Required task 1 — Repeat word for word the part of the passage about Rev. Dr. Newman below, between "Rev. Dr. Newman delights" and "Marriage Equality Law.", inclusive.

Document section —
....

Although Rev. Newman became well known and loved in Atlanta, the church did not follow her leadership. She was especially disappointed that the church voted against an adopt-a-school program, delineated in her book With Heart and Hand: The Black Church Working to Save Black Children. The church had been willing to call a woman, but it had become obvious that parishioners would not follow a woman’s leadership.
She left First Congregational Church to serve as Executive Director of Georgians for Children, a statewide child advocacy organization. When she moved back to DC, she worked with the Campaign to Prevent Teen Pregnancy, Planned Parenthood, and the Virginia Department of Health. In DC she also served as senior advisor for religious affairs to the DC mayor and on the mayor’s HIV/AIDS Task Force. Currently she is a consultant with the AIDS Action Foundation.
During this time when she was serving in faith-based communities, Rev. Dr. Newman also interviewed with churches. Although her preaching drew standing ovations and Ebony magazine named her one of the Top Black Women Preachers in America, churches did not hire her as pastor. “The churches were not ready for a woman as a senior minister,” she says. “It’s very difficult as a black woman to get called to a church. There are churches that don’t mind your being the assistant, but they’re still not ready for you to be senior pastor.”
Rev. Dr. Newman delights in her current position as Associate Minister of Congregational Life and Social Justice at All Souls Church in DC. To keep her standing as a minister in the United Church of Christ denomination, Rev. Dr. Newman also preaches and participates in the ministry team at Covenant Baptist United Church of Christ. With the pastors of both churches, she worked to pass the DC Marriage Equality Law.
“These churches are social justice churches, intentionally inclusive in worship leadership and language,” she says. “The leaders of these churches use inclusive language as a model for laypeople. They hear us say, ‘God who is Mother and Father to us all.’ So I can be with these two churches that I feel are great models of the ‘beloved community’ that Dr. King spoke of.”
Consistent with her theology of the divine within us all, Rev. Dr. Newman often connects the human and divine feminine when she speaks about inclusive language and imagery. “It’s important for women to be in the pulpit,” she says. “I think it’s important for people to see themselves, that we’re all created in the image of God and that God is male and female, and that God is black, brown, yellow. I address God interchangeably as ‘He’ and ‘She,’ ‘Father’ and ‘Mother.’”
Dr. Newman also balances female and male references to God in her book Oh God! A Black Woman’s Guide to Sex and Spirituality: “If God did not want us to enjoy sex, She would not have made Barry White. If God did not want us to enjoy sex, He would not have made the Isley Brothers, Stevie Wonder, Smokey, Will Downing, the Dells, Harold Melvin and the Blue Notes with Teddy Pendergrass, Jeffrey Osborne with LTD, Luther, Marvin, D’Angelo, Maxwell, Lenny Kravitz, Prince, and R. Kelly. If God did not want us to enjoy sex, She would not have let us ever hear and slow drag to ‘Stay in My Corner,’ ‘Stairway to Heaven,’ ‘The Love We Had Stays on My Mind,’ ‘If Only for One Night,’ ‘You Really Got a Hold on Me,’ ‘You and I,’ and ‘When Something Is Wrong With My Baby.'”

....

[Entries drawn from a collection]
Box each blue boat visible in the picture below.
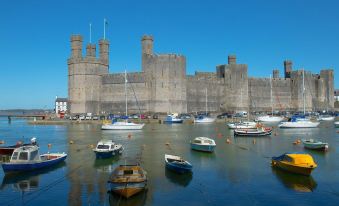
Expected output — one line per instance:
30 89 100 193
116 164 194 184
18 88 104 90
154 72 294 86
93 139 124 158
165 154 193 173
164 113 184 124
191 137 216 152
2 145 67 172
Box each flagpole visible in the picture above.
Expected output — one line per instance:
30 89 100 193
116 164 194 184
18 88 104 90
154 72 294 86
89 23 92 44
104 19 106 39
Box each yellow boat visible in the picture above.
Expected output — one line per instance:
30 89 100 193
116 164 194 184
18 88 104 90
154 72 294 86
272 153 317 175
108 165 147 198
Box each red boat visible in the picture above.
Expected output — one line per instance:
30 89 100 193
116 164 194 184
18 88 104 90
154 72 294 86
0 137 37 156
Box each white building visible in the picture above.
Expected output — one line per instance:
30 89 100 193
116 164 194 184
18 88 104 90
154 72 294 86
55 98 68 114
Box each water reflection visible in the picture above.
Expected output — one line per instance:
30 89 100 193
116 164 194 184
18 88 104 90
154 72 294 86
272 168 317 192
109 190 147 206
0 162 66 192
165 168 193 187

....

Required task 2 — Reproduce the entire listing above line for line, leaving out the pictures.

Solution 1 —
Rev. Dr. Newman delights in her current position as Associate Minister of Congregational Life and Social Justice at All Souls Church in DC. To keep her standing as a minister in the United Church of Christ denomination, Rev. Dr. Newman also preaches and participates in the ministry team at Covenant Baptist United Church of Christ. With the pastors of both churches, she worked to pass the DC Marriage Equality Law.

Solution 2 —
Box each blue boat visible in the picture below.
Expected output — one line per instance:
30 89 100 193
116 164 194 184
18 88 104 90
154 72 294 86
93 139 124 158
165 154 193 173
164 113 184 124
191 137 216 152
2 145 67 172
Box each flagpole visible in the picture above.
Expected output — one line per instance:
30 89 100 193
116 164 194 184
18 88 104 90
154 72 294 86
89 23 92 44
104 19 106 39
Box each yellow boat visible in the picture above.
Expected output — one line per instance:
30 89 100 193
116 164 194 184
18 88 104 90
154 72 294 86
272 153 317 175
108 165 147 198
Box each red boat visible in the picture above.
Expected output — one line per instance:
30 89 100 193
116 164 194 184
18 88 104 90
154 72 294 86
0 137 37 156
Box each white building visible in the picture above.
Expected output — one line per instance:
30 89 100 193
116 164 194 184
18 88 104 90
154 72 294 86
55 98 68 114
Box each water reflection visible in the picture above.
Expected output — one line per instance:
30 89 100 193
116 164 194 184
18 88 104 90
154 72 294 86
272 168 317 192
109 190 147 206
0 162 66 192
165 168 193 187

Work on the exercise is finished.